**CHALLENGE:** Can you reproduce, word for word, the stretch of items below that runs from the line containing "Pick out each instance of the blurred foreground" through the end, with both ends included?

[Data drawn from a collection]
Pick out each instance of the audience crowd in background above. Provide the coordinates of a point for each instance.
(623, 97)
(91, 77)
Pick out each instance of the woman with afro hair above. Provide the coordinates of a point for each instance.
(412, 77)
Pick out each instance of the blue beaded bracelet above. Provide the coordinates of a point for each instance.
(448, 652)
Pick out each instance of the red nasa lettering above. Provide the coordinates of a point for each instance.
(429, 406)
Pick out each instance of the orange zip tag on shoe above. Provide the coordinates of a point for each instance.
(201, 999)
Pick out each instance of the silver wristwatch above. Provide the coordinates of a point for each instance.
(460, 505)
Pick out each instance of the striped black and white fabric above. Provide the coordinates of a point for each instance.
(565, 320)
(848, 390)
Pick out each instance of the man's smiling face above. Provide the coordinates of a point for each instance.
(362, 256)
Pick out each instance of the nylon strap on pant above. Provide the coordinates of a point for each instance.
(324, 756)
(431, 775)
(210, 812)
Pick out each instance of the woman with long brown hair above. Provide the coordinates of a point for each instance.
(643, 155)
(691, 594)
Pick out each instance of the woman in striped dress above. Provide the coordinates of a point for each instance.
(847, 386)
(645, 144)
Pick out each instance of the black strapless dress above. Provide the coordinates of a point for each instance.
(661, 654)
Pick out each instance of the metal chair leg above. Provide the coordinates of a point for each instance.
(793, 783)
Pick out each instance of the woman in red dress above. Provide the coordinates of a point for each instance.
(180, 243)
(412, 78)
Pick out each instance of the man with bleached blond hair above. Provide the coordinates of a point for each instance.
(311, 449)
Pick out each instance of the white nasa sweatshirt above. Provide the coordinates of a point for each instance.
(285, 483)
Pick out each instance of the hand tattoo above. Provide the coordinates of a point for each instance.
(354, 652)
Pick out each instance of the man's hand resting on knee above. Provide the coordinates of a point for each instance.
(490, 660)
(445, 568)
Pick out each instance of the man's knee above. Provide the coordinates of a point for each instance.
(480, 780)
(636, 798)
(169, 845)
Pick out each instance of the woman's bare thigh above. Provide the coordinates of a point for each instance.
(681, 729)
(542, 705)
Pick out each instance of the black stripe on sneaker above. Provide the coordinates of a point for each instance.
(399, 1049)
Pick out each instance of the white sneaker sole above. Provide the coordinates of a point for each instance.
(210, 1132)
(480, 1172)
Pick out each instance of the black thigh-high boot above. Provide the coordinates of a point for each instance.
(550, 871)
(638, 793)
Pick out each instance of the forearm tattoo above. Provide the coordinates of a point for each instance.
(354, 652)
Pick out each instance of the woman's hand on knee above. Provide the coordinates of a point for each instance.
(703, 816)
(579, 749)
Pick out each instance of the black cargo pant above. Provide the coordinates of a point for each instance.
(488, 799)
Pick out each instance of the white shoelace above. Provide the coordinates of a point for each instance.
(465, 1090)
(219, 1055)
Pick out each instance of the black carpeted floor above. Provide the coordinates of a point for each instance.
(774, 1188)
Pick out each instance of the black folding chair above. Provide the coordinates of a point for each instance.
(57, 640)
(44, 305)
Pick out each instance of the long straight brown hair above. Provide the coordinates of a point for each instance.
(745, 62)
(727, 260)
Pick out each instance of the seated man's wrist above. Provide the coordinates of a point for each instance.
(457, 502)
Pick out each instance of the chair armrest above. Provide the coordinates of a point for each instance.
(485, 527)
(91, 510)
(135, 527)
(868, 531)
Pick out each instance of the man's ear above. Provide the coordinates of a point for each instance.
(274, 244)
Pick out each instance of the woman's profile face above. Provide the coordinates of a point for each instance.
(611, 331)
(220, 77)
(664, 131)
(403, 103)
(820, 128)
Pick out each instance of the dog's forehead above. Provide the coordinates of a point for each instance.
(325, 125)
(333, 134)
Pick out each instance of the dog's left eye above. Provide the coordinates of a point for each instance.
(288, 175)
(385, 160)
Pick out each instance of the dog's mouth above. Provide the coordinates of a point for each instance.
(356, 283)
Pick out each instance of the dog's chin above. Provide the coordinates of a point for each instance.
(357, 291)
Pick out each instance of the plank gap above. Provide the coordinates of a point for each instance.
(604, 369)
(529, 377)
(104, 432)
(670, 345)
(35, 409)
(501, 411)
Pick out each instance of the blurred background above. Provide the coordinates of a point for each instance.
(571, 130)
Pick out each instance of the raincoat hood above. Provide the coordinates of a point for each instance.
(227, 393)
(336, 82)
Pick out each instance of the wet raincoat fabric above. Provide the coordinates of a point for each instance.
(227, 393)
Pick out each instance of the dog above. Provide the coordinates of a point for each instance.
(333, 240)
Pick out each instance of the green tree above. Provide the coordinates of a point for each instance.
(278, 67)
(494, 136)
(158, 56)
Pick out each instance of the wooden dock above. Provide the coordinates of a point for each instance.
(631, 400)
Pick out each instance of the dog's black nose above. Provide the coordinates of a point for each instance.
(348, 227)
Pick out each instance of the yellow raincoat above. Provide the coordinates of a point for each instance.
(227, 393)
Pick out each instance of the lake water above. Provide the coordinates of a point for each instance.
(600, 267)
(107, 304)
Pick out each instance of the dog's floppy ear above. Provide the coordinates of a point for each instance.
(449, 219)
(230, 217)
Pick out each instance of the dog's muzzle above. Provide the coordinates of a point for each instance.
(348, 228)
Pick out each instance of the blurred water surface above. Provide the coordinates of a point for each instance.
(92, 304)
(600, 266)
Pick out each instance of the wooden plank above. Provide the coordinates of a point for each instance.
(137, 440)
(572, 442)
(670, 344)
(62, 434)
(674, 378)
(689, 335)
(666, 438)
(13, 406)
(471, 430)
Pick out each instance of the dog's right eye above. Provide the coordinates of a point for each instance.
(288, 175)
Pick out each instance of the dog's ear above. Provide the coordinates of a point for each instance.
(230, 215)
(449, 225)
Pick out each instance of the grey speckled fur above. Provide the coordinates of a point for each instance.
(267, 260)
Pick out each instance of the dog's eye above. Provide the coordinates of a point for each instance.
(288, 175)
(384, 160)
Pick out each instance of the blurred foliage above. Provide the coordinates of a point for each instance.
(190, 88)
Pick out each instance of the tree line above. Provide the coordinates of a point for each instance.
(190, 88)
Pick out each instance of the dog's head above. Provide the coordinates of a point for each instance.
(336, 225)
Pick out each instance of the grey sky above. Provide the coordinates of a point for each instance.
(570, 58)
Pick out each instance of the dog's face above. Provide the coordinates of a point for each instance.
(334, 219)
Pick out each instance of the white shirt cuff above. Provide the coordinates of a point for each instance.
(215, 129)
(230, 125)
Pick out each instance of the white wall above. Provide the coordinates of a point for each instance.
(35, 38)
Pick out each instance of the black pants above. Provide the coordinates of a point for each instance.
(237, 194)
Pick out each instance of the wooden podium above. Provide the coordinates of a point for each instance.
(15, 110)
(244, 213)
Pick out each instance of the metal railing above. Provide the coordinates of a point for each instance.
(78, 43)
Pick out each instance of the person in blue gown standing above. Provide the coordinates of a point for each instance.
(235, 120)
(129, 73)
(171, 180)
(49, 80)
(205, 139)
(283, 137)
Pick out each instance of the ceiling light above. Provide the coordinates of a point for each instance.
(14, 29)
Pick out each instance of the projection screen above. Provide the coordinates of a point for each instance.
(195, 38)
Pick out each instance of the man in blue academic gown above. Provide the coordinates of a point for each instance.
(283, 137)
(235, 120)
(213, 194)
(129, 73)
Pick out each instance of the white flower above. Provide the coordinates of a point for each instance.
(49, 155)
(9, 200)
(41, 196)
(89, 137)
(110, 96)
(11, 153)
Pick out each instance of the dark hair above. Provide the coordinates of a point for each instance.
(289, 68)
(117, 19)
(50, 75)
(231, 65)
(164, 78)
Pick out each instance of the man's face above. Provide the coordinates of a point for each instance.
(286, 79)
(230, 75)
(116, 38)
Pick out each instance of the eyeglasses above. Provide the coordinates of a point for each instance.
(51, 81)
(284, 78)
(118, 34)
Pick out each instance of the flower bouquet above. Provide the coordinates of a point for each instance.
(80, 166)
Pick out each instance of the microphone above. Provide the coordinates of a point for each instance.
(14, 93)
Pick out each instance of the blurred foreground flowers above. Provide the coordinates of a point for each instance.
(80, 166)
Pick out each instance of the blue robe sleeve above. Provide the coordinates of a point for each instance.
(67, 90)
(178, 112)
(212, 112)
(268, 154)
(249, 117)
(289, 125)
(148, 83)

**RESULT OF THE TASK:**
Pick out each instance of the blurred foreground flowers above. Provide the coordinates of a point for each instance.
(80, 166)
Pick out each instance of the blue robe sleeve above. Provide the coordinates of a point for each instance.
(67, 90)
(178, 112)
(212, 112)
(268, 154)
(249, 117)
(289, 125)
(148, 83)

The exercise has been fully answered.